== WHAT THE TASK ASKS ==
Please state which soundtrack Johanna Morrigan reviews to win her chance to write for the magazine, according to the review of How to Build a Girl.

== EXERCISE PASSAGE ==
Enter How to Build a Girl, adapted by Caitlin Moran from her own book, which is itself based loosely on her early life. Johanna Morrigan (Beanie Feldstein) is pseudo-Caitlin (and Julie Burchill, NME journalist in the 70s), and is 16 when we’re introduced to her in her Wolverhampton council house home. She is everything movies and TV have taught us teenagers are – bored, angsty, horny, irritated and irritating.
It’s not long before she almost inexplicably finds herself with an opportunity to finally do something cool – writing for a thinly-veiled NME magazine thanks to a weird and wacky review of the Annie musical soundtrack that is roundly panned by the mag’s all-male writing staff. She clearly has writing chops but her wholesome bookworm nerdy personality – perhaps best epitomised by her wall full of idols like Sylvia Plath, the Brontës, Karl Marx, Julie Andrews and David Bowie, who are brought to life with a few excellent A-list cameos – won’t cut the mustard.

== AVAILABLE DATA ==
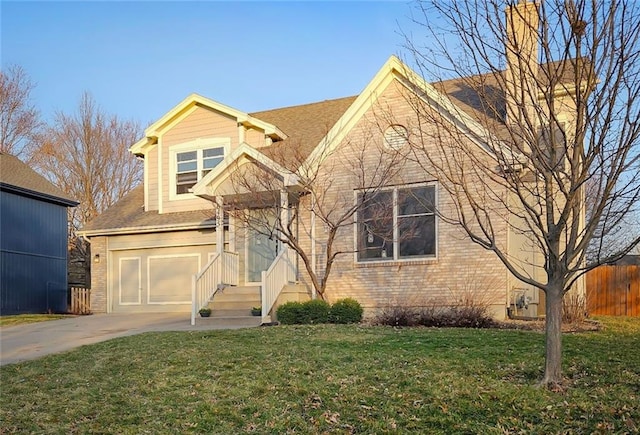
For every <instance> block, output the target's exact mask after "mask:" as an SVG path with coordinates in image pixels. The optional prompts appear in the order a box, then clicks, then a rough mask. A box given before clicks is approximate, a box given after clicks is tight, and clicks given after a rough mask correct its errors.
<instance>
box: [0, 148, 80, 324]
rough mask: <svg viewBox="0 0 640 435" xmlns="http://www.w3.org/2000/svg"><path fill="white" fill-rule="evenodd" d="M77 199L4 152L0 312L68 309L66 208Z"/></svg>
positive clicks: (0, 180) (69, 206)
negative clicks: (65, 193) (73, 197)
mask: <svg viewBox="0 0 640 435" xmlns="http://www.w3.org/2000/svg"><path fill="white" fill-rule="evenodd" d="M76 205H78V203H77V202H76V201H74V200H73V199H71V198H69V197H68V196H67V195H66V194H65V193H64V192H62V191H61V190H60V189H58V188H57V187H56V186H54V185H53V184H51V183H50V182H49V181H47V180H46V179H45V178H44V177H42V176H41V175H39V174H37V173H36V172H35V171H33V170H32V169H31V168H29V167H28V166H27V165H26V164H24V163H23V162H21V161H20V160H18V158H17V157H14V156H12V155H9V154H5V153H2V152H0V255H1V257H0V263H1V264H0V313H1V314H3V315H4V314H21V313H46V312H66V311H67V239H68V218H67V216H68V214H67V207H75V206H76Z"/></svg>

==

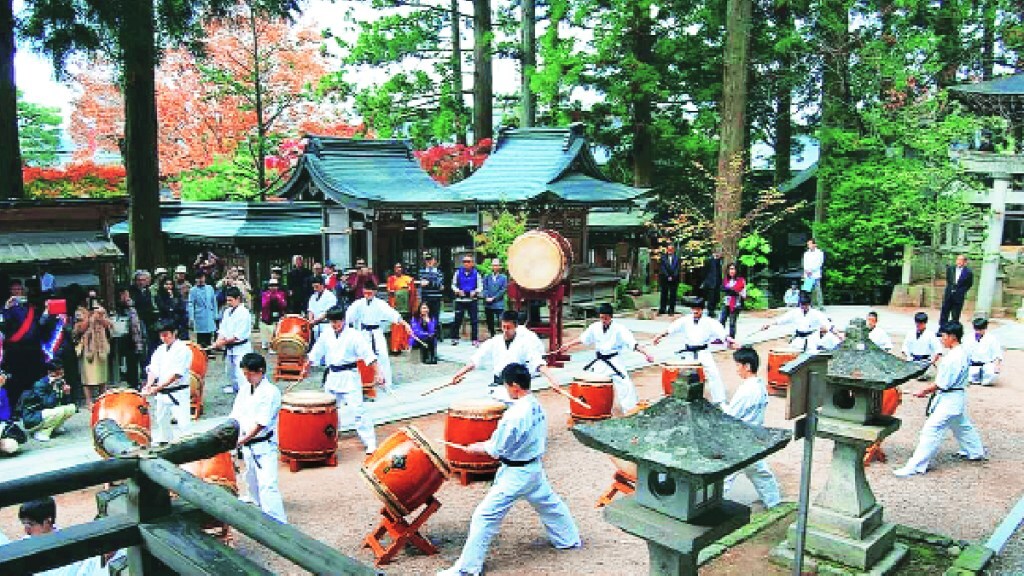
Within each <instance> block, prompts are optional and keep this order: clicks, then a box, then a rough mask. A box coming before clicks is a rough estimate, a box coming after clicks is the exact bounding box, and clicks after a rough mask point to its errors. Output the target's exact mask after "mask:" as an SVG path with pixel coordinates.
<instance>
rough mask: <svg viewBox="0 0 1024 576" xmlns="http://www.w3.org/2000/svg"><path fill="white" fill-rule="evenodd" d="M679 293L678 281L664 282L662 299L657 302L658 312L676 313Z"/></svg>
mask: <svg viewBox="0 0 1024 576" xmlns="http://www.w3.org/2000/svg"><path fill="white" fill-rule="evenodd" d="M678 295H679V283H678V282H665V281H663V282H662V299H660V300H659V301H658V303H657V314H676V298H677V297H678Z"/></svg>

== SOLUTION FOR THIS PROBLEM ==
The Annie musical soundtrack.